TRABALHO PEDIDO: Dê continuidade ao texto sobre a experimentação na prática artística, a partir da última frase apresentada.

TRECHO DO DOCUMENTO:
Com isso em perspectiva, poderíamos ponderar também que os elementos essenciais na investigação plástica de qualquer artista deveriam ser, pois, a mudança de contextos e procedimentos e o abandono das certezas instituídas – elementos esses que poderão adquirir um sentido especial em seu processo criativo, principalmente por favorecerem o desligamento em relação às situações estabelecidas. Digo isso pois, para mim, qualquer movimento no campo artístico deveria configurar uma instância insigne de experimentação – mas não no sentido de o artista não produzir trabalhos completos ou complexos, pois a completude e a complexidade das investigações artísticas se revelam (ou deveriam se revelar, penso eu), antes de tudo, em um exercício de aproximar-se de determinada experiência, envolver-se nela, percebê-la, vivenciá-la, antes que ela possa ser assimilada completamente. Ou seja, a meu ver, a prática de arte deveria, invariavelmente, ser configurada como uma investigação que não nega seu caráter experimental de embate, confronto e intercâmbio de conhecimento, pois, até onde acredito compreender os fenômenos de elaboração do raciocínio criativo, posso afirmar que o trabalho que não nega seu cunho de experimentação é sempre um trabalho potente – haja vista que possui uma qualidade necessária para o desenvolvimento de qualquer pensamento criativo e reflexivo (seja ele artístico ou não), que é a de não se preocupar em dar destaque para um procedimento ou enfatizar gratuitamente uma poética a não ser no sentido de trazer à tona, de chamar a atenção para uma inquietação, de liberar algo em que o artista acredite ou que ele intua como relevante para potencializar a discussão que propõe.
Sem embargo evidente, justifico que isso também somente se salienta, pois, a meu ver, o que faz das proposições artísticas algo mais do que um ajuntamento de materiais, um simples jogo formal de sedução, é justamente a capacidade do artista de abrir um pensamento, de produzir linguagem e oferecer operações diferenciadas e infinitas de suas indagações. Penso, também, que a própria disponibilidade da arte para se constituir como um espaço de reflexão existencial, um campo de encontro dos questionamentos humanos, já seria suficiente para dar sentido a esse movimento – principalmente por ser, creio, no terreno de reflexão artística onde podemos mais facilmente nos desligar do raciocínio exato, restaurarmos nossa mobilidade de pensamento e nos abrirmos para a impermanência das coisas. Ao discutir, por meio do seu trabalho, as maneiras de apresentação da arte, ao romper o enclausuramento individual, ao ultrapassar os limites das estabilidades identitárias e ao se abrir para a impermanência das coisas, o artista (o contemporâneo) demonstra uma preocupação de que sua investigação (e, consequentemente, sua proposição), sob qualquer forma ou em qualquer lugar que se apresente, não se reduza a um mero jogo formal ou material, mas que se atenha ao dinamismo e é força das trocas humanas, dos encontros objetivos e subjetivos que ampliam a liberdade de nossos pensamentos e dos relacionamentos individuais e consociais que mantemos.

DADOS FORNECIDOS:
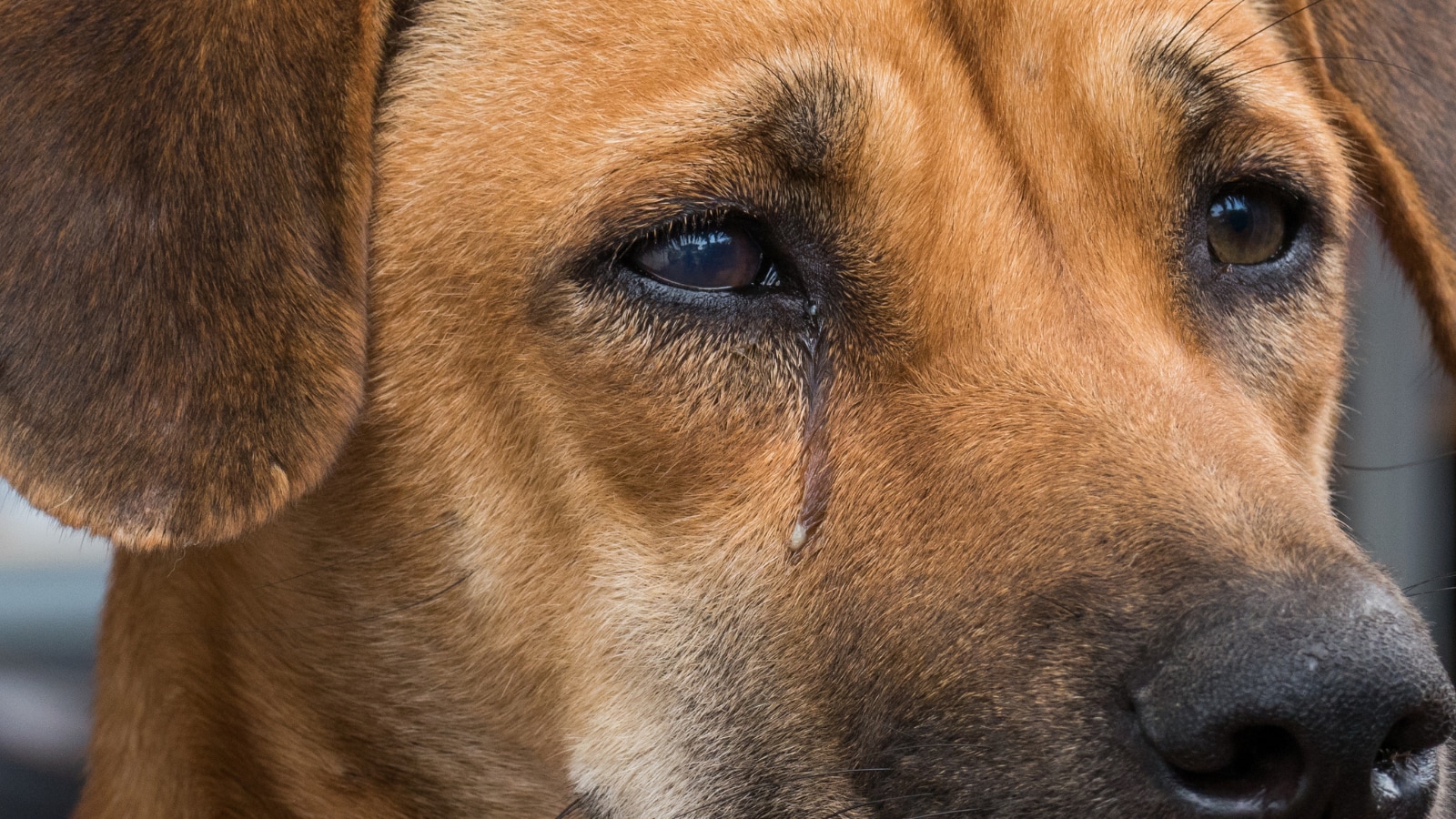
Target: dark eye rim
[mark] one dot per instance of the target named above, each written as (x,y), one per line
(1290,276)
(776,276)
(1298,215)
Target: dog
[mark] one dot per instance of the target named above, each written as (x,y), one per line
(793,409)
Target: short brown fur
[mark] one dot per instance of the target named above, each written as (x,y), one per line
(885,544)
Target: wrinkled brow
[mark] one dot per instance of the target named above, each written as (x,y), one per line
(810,120)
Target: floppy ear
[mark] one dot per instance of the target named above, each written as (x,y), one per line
(1392,70)
(184,188)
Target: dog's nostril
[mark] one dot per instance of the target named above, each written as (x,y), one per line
(1407,768)
(1263,773)
(1300,712)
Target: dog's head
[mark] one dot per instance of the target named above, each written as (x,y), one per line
(774,410)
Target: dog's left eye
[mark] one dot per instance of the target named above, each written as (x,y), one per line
(708,258)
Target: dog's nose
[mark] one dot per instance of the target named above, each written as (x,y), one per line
(1300,710)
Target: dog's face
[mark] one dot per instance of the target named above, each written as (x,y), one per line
(985,431)
(865,410)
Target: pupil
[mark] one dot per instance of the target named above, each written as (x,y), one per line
(1249,227)
(720,258)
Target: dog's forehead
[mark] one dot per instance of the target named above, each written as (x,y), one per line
(1043,135)
(553,98)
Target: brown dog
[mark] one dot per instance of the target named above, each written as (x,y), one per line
(783,410)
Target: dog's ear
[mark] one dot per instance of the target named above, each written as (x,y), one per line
(184,189)
(1390,70)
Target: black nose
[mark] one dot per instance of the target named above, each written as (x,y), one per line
(1325,707)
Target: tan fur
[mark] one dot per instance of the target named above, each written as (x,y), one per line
(553,560)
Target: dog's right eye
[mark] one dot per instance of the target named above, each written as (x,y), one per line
(706,258)
(1249,225)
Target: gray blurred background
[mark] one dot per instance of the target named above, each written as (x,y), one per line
(1397,490)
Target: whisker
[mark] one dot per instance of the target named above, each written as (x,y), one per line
(877,802)
(928,745)
(1188,22)
(1409,464)
(1264,29)
(1431,591)
(1208,31)
(1427,581)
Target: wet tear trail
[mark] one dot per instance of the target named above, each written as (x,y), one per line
(819,470)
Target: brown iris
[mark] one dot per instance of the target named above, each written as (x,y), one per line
(1249,225)
(711,258)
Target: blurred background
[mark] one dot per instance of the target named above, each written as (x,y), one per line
(1395,489)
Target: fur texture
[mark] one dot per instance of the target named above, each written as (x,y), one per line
(903,538)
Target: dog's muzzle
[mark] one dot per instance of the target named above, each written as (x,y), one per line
(1327,705)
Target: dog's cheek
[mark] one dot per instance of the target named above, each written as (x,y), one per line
(1289,356)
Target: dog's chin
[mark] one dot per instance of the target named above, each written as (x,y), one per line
(1005,794)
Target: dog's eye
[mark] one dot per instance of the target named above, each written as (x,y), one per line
(1249,223)
(711,258)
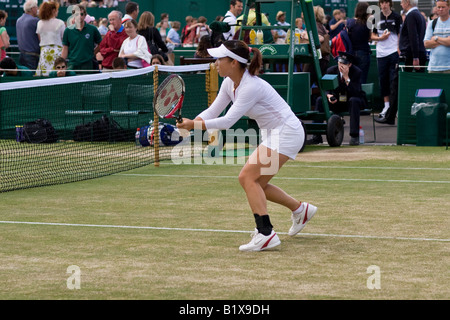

RESULTADO DA TAREFA:
Conforme posso ponderar, o sucesso (ou, quiçá, principalmente a falha) da realização das proposições de um artista que encare a investigação em arte dessa maneira pode demonstrar, inclusive, que a arte definitivamente não exige espaços padronizados de exibição, modelos uniformes de demonstração, ou melhor, ambientes de exclusividade onde os pensamentos artísticos possam ser inseridos e apresentados. O que existe são, no máximo, modos particulares de cada artista interpretar e espacializar os problemas, de incorporá-los e devolvê-los ao mundo como reflexões, possibilidade de comunicação ou reciprocidade de relações. Por meio do envolvimento com as situações rejeitadas pelo pensamento ordinário e por um interesse genuíno em situações pelas quais há definitivamente um desacordo, o artista aprofunda-se nas questões relativas aos modos de apresentação de um pensamento plástico e procura alcançar as razões não ditas que estão por detrás das vivências mundanas. Mantendo o olhar fixo no seu tempo, percebendo dentro da realidade não as luzes, mas a obscuridade, trabalhando com a possibilidade de ir além da imposição de valores em direção ao mistério do questionamento humano ou de nosso verdadeiro embate com o mundo, o artista torna-se, efetivamente, contemporâneo – talvez apenas para nos revelar (ou nos fazer lembrar mais uma vez) a importância de tentarmos, mesmo que eventualmente, nos utilizarmos de estratégias excêntricas para encontrar algo entre as antíteses de nossos pensamentos e assim ampliarmos, como pudermos, nossos horizontes sensíveis e intelectuais.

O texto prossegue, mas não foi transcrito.